Task details
Retype, exactly and with nothing added, the lines from the one showing "face in the photo above." through the final line of the material. Omit pictures.

Recorded data

──────────────────────────────

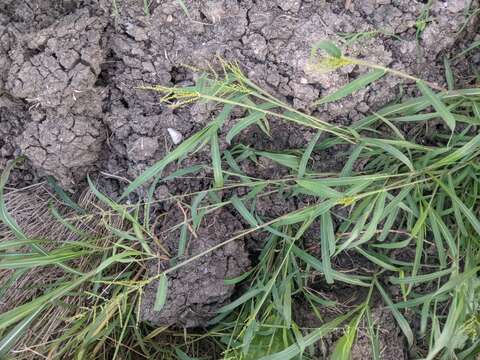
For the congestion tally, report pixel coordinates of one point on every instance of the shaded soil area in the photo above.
(70, 102)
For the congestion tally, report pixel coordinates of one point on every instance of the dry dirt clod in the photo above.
(197, 290)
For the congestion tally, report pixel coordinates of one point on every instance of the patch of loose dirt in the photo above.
(69, 101)
(196, 291)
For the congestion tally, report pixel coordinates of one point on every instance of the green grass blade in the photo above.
(316, 187)
(343, 346)
(448, 74)
(402, 322)
(161, 295)
(181, 150)
(327, 236)
(420, 278)
(306, 155)
(10, 339)
(216, 160)
(391, 150)
(293, 350)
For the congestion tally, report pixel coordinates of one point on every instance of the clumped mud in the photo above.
(75, 68)
(70, 102)
(197, 290)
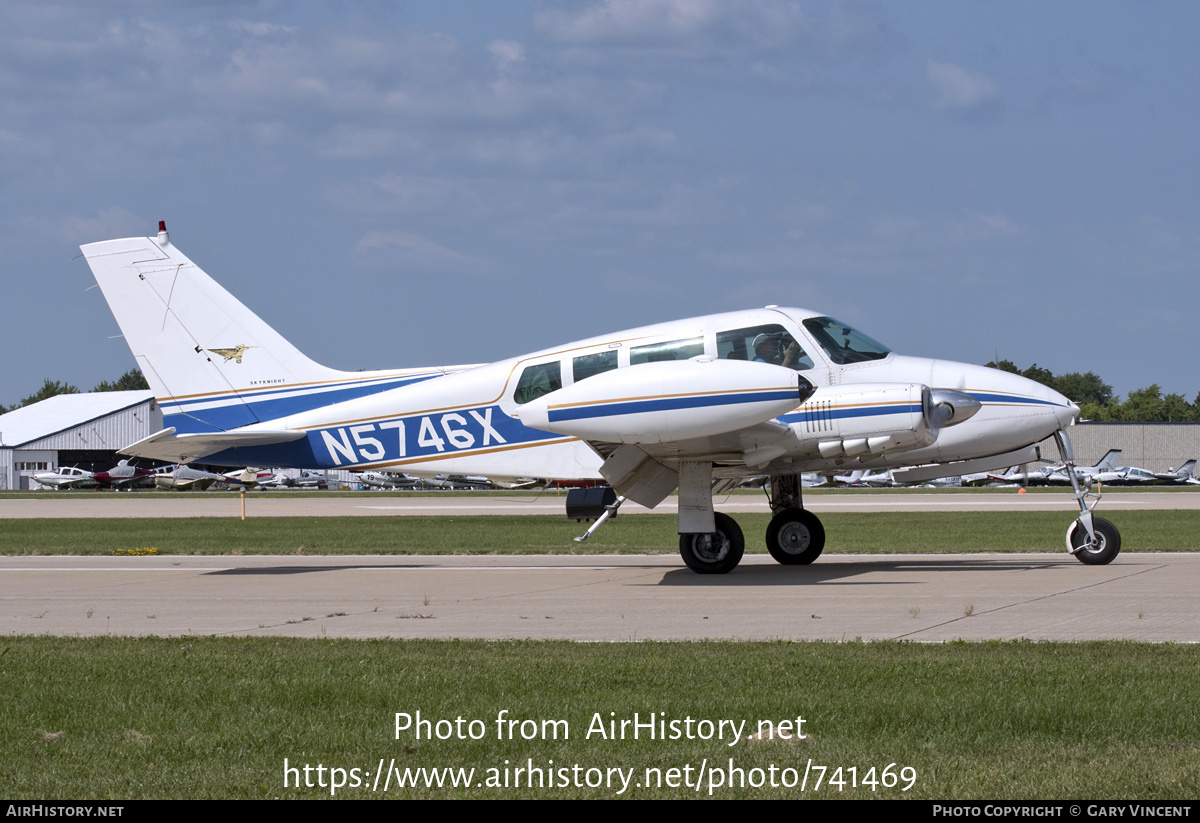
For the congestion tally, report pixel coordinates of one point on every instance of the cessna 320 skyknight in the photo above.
(694, 406)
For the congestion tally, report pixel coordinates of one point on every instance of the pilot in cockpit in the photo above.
(777, 349)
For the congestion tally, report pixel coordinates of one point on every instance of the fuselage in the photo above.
(465, 419)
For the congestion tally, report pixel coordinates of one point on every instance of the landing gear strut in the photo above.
(795, 535)
(1092, 540)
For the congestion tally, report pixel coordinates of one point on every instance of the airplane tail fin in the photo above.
(211, 362)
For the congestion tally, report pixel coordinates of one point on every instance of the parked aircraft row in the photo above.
(169, 478)
(693, 406)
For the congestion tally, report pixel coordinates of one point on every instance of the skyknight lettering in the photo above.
(658, 727)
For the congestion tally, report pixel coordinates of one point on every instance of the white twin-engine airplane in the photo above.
(695, 406)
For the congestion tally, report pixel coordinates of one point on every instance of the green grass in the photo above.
(215, 718)
(534, 534)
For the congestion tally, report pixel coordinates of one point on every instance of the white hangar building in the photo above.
(73, 430)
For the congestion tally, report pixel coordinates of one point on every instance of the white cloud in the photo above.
(402, 247)
(681, 26)
(959, 88)
(507, 53)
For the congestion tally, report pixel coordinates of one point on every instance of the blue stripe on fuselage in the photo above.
(855, 412)
(251, 409)
(459, 432)
(665, 403)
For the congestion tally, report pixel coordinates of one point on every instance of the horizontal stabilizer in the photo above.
(166, 445)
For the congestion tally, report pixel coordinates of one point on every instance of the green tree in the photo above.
(1084, 388)
(132, 380)
(49, 389)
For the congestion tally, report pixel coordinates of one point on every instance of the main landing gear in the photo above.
(1095, 541)
(795, 536)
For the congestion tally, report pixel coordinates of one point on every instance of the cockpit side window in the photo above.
(589, 365)
(537, 380)
(843, 343)
(767, 343)
(676, 349)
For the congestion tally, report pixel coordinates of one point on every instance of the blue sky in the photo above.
(409, 184)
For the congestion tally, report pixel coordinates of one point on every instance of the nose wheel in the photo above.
(1097, 550)
(795, 538)
(1093, 540)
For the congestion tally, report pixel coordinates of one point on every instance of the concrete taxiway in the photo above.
(216, 504)
(1147, 596)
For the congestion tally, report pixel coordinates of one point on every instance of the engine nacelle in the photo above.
(661, 402)
(859, 420)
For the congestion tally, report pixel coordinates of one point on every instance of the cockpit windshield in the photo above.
(843, 343)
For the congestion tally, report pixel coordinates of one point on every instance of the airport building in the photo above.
(73, 430)
(1152, 446)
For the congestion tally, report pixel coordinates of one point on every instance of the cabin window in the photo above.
(843, 343)
(537, 380)
(589, 365)
(676, 349)
(766, 343)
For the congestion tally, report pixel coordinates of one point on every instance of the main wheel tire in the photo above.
(795, 538)
(1103, 551)
(715, 553)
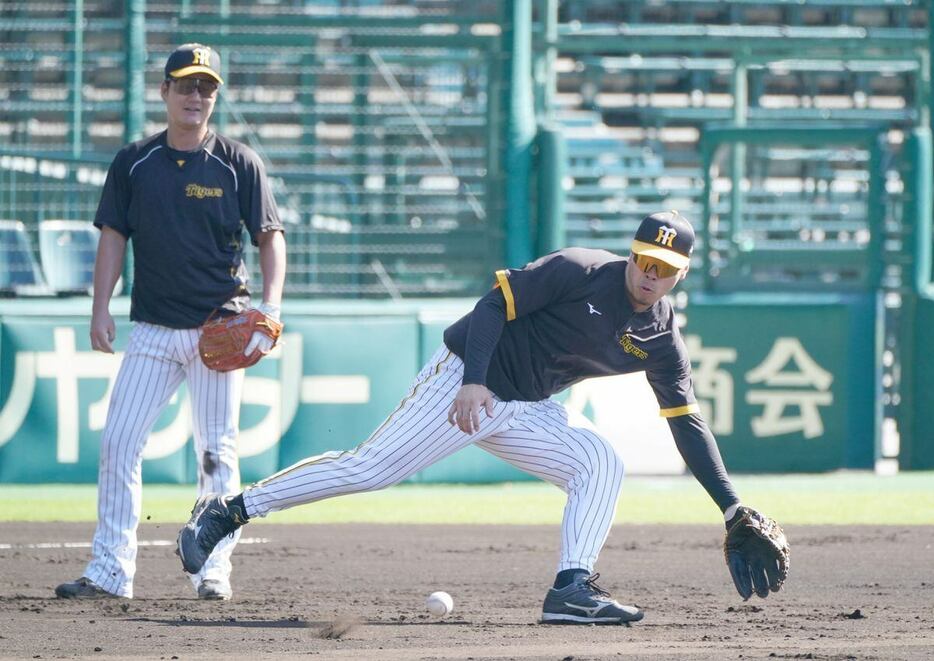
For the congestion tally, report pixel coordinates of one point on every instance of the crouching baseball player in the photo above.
(573, 314)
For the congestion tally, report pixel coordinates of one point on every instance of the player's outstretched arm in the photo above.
(108, 265)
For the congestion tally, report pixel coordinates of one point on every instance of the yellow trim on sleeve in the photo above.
(503, 281)
(680, 410)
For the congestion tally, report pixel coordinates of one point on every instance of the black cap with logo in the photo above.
(667, 236)
(190, 59)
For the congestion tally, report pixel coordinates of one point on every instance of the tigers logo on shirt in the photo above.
(631, 348)
(201, 192)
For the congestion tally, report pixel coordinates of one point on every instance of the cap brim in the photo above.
(196, 68)
(671, 257)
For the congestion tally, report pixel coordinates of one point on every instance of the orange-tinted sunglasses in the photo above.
(663, 269)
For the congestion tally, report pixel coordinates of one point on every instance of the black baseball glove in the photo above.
(756, 553)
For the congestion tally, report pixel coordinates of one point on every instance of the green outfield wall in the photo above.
(786, 383)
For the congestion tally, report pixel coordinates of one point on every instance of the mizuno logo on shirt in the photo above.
(201, 192)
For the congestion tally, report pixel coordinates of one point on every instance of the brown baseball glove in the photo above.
(224, 339)
(757, 553)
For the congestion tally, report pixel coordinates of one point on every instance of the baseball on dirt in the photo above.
(439, 604)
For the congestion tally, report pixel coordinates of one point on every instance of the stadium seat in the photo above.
(19, 272)
(67, 249)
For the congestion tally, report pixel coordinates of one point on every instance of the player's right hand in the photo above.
(465, 411)
(103, 332)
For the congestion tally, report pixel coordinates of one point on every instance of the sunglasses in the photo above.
(663, 269)
(185, 86)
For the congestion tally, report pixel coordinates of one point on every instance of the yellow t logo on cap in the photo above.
(666, 236)
(202, 56)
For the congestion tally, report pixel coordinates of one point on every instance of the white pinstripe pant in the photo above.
(533, 436)
(156, 361)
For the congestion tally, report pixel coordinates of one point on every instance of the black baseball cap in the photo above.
(667, 236)
(190, 59)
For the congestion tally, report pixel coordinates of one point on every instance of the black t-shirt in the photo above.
(568, 319)
(565, 318)
(185, 213)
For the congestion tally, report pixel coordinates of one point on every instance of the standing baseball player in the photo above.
(573, 314)
(184, 197)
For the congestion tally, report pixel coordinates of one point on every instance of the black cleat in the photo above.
(211, 520)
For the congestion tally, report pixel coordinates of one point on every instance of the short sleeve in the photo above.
(671, 381)
(257, 204)
(114, 204)
(539, 283)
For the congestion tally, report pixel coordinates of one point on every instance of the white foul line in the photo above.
(87, 545)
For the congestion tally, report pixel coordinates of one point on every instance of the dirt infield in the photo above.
(357, 592)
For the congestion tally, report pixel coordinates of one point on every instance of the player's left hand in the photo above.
(757, 553)
(260, 341)
(465, 411)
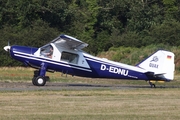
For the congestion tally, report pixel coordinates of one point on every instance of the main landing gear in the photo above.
(39, 78)
(152, 84)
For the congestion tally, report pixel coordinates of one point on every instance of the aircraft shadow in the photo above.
(82, 85)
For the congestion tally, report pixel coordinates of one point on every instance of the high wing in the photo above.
(69, 42)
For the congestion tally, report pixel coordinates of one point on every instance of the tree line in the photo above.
(100, 23)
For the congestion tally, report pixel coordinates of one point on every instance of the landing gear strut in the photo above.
(39, 78)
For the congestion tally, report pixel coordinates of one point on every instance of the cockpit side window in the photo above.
(69, 57)
(47, 51)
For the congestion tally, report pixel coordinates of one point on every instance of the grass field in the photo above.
(97, 104)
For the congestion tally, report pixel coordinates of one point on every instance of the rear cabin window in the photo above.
(69, 57)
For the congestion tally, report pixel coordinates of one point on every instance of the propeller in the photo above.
(8, 47)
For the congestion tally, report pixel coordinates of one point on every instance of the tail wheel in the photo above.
(39, 81)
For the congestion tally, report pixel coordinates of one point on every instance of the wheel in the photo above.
(39, 81)
(33, 81)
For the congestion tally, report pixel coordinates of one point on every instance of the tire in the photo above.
(40, 81)
(34, 81)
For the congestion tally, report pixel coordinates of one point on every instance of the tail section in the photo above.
(161, 64)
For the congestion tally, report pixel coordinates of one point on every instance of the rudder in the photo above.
(161, 63)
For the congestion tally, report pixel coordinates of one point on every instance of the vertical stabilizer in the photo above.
(161, 63)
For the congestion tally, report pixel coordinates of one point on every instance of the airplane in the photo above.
(64, 54)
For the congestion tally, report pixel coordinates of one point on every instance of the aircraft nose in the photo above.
(7, 48)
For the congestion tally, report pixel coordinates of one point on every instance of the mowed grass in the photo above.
(136, 104)
(96, 104)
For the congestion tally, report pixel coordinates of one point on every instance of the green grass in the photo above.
(136, 104)
(96, 104)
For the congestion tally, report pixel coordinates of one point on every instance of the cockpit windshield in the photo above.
(47, 51)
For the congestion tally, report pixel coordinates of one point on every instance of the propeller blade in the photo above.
(7, 48)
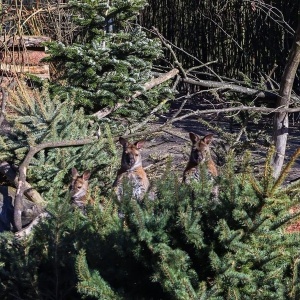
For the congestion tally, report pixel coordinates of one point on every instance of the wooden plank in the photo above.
(40, 71)
(31, 41)
(28, 57)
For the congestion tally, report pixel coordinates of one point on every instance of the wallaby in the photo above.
(78, 190)
(200, 154)
(79, 187)
(131, 168)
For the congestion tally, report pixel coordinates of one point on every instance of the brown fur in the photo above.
(79, 187)
(200, 153)
(131, 168)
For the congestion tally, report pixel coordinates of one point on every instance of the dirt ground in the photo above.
(174, 144)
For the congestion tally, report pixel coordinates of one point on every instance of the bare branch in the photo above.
(21, 187)
(147, 86)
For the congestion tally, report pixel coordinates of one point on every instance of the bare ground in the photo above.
(173, 143)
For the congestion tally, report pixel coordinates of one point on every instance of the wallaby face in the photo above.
(131, 168)
(131, 156)
(200, 154)
(79, 187)
(200, 148)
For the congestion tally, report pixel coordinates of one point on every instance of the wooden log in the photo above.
(23, 42)
(40, 71)
(29, 57)
(7, 198)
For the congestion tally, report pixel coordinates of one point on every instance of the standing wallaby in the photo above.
(79, 187)
(200, 154)
(131, 168)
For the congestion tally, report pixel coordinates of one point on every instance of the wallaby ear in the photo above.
(208, 138)
(74, 173)
(194, 137)
(86, 175)
(123, 141)
(140, 144)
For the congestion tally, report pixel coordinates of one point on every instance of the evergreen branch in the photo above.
(11, 175)
(147, 86)
(21, 186)
(285, 171)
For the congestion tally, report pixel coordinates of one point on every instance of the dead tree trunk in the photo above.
(281, 121)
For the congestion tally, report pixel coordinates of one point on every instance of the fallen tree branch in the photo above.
(147, 86)
(21, 186)
(265, 110)
(234, 88)
(11, 175)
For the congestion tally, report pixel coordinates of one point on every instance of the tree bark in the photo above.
(281, 120)
(147, 86)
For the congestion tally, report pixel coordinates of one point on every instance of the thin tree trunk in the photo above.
(281, 120)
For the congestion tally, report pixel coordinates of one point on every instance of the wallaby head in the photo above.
(79, 185)
(200, 154)
(200, 148)
(131, 156)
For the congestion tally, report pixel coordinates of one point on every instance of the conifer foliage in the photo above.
(188, 244)
(111, 57)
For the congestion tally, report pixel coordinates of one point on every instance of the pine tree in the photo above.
(38, 117)
(111, 58)
(196, 246)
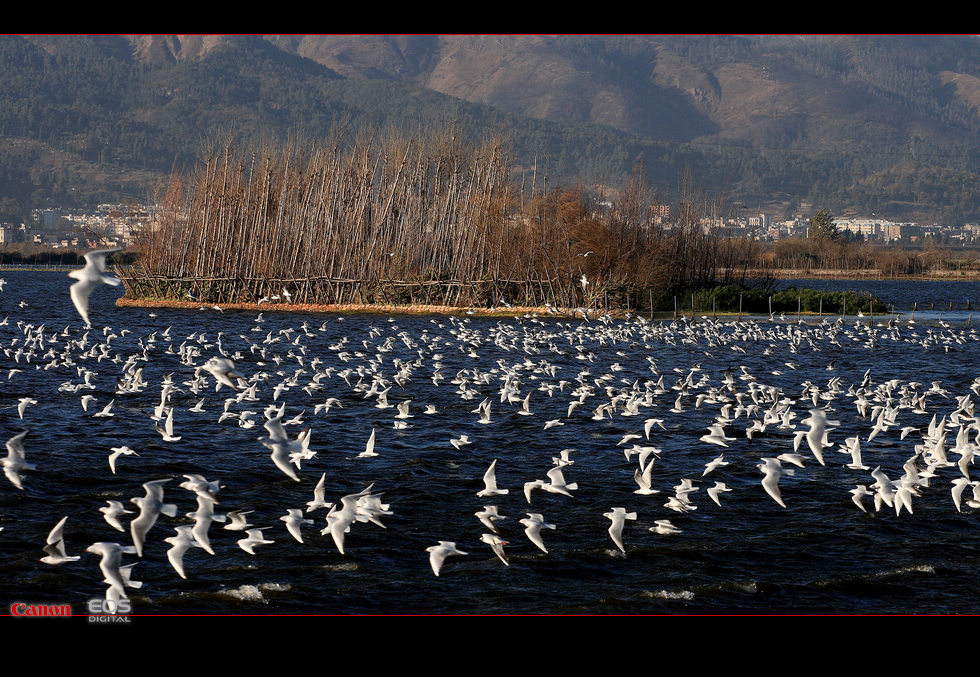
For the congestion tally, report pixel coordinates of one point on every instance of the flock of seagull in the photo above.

──────────────────────────────

Right answer
For the congestion tally, report pixel coordinates of one point on every instance of the wallaby face in the photo above.
(131, 168)
(131, 156)
(200, 154)
(79, 187)
(200, 148)
For the congestion tally, report pixel coordinates of one point on every instance of the wooden log in the photo above.
(23, 42)
(40, 71)
(29, 57)
(7, 198)
For the congestion tally, report pixel coordinates of one point on every instance of the standing wallaby in the photo above.
(79, 187)
(200, 154)
(131, 168)
For the congestion tally, report pixel coordinates of one point on every instance of the wallaby ear in the photo above.
(208, 138)
(74, 173)
(194, 137)
(86, 175)
(123, 141)
(140, 144)
For the congestion tally, report pixel coordinates of one point on every instance of the evergreen branch in the photo above.
(11, 175)
(147, 86)
(21, 186)
(285, 171)
For the congestion tally, report pixel coordinates of one point on every instance of the dead tree trunk in the photo above.
(281, 121)
For the congestion tally, report pixel coordinates of one point on every instance of the fallen tree branch in the photo above.
(147, 86)
(21, 186)
(265, 110)
(234, 88)
(11, 175)
For the congestion tally, report pixel coordinates of one point on every instance of the tree bark in the photo above.
(281, 120)
(147, 86)
For the congestion tally, report pixel coordinates of one point on every instance of the thin tree trunk in the photo above.
(281, 120)
For the congestion tally, report pixel coordinates of one point on every instance of the wallaby head in the photo above.
(79, 185)
(200, 154)
(200, 148)
(131, 156)
For the congestion tally, report pixel coordinates of one point on every instance of the conifer foliage in the photo above.
(188, 244)
(111, 57)
For the congestion tally, report pixel coordinates of one point on every instance of the pine tree in the photo above.
(38, 117)
(111, 58)
(196, 246)
For the congestion tally, report pixel coordinates of one point on every instance of the flock of seagull in the photo above.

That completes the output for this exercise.